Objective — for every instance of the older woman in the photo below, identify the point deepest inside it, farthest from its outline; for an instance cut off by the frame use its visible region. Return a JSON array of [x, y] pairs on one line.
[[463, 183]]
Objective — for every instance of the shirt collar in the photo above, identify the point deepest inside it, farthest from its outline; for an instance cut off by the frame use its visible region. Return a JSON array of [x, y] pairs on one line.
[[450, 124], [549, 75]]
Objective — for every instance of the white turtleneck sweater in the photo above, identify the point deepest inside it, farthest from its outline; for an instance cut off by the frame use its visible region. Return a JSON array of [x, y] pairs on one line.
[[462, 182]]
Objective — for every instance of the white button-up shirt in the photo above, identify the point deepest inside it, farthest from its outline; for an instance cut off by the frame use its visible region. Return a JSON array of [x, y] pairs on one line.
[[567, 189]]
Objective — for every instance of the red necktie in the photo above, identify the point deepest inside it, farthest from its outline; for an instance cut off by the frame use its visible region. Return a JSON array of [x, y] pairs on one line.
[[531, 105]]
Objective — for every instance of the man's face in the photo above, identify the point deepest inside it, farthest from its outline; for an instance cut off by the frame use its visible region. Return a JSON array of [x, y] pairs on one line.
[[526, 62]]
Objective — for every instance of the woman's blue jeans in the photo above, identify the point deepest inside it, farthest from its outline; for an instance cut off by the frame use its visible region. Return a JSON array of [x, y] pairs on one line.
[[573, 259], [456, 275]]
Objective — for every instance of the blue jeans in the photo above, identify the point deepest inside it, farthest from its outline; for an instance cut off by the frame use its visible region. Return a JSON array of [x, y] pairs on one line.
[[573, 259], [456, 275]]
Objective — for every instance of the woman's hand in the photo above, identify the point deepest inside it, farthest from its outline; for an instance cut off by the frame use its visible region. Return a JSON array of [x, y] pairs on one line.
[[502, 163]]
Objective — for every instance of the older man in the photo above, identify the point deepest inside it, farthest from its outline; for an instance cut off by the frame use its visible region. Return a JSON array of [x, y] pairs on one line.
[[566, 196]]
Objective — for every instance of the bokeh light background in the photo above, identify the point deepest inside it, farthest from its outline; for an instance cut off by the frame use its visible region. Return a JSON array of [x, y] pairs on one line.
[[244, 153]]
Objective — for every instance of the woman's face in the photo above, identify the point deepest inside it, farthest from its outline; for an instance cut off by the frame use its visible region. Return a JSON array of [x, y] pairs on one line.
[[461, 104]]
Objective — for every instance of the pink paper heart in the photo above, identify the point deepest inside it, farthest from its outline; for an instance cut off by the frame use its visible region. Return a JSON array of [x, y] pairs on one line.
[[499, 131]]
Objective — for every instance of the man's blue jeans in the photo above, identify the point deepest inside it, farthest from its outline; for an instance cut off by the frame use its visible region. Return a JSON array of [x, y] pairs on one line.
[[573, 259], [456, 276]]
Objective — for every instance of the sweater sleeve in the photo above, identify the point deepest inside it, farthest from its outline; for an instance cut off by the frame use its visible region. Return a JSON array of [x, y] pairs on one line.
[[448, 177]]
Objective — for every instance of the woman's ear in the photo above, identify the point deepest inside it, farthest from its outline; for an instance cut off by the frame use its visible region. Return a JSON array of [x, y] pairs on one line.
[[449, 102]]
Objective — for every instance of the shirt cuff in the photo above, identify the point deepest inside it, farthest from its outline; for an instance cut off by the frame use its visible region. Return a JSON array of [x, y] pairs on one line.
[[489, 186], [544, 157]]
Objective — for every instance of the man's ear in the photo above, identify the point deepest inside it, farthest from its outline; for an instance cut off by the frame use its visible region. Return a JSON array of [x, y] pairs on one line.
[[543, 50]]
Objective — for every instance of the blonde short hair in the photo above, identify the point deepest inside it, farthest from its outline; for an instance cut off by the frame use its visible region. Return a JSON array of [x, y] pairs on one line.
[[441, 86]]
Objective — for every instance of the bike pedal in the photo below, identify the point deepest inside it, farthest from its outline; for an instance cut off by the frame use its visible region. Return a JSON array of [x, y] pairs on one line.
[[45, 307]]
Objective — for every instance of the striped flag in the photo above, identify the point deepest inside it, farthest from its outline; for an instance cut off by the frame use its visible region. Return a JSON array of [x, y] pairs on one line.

- _The problem_:
Everything from the line containing "Objective — for every instance of the bike" through the last line of the records must be given again exactly; leave out all other lines.

- _Solution for this task_:
Objective — for every instance of the bike pedal in the photo below, identify the point deepest inside it, farthest from its outline; for an instance cut off by the frame use its visible region. Return a JSON array of [x, y] pairs on one line.
[[45, 307]]
Objective — for every instance of the striped flag in the photo above, identify the point deepest inside it, farthest from its outline; for an instance cut off by the frame use its visible region. Return a JSON array of [x, y] pairs on one line.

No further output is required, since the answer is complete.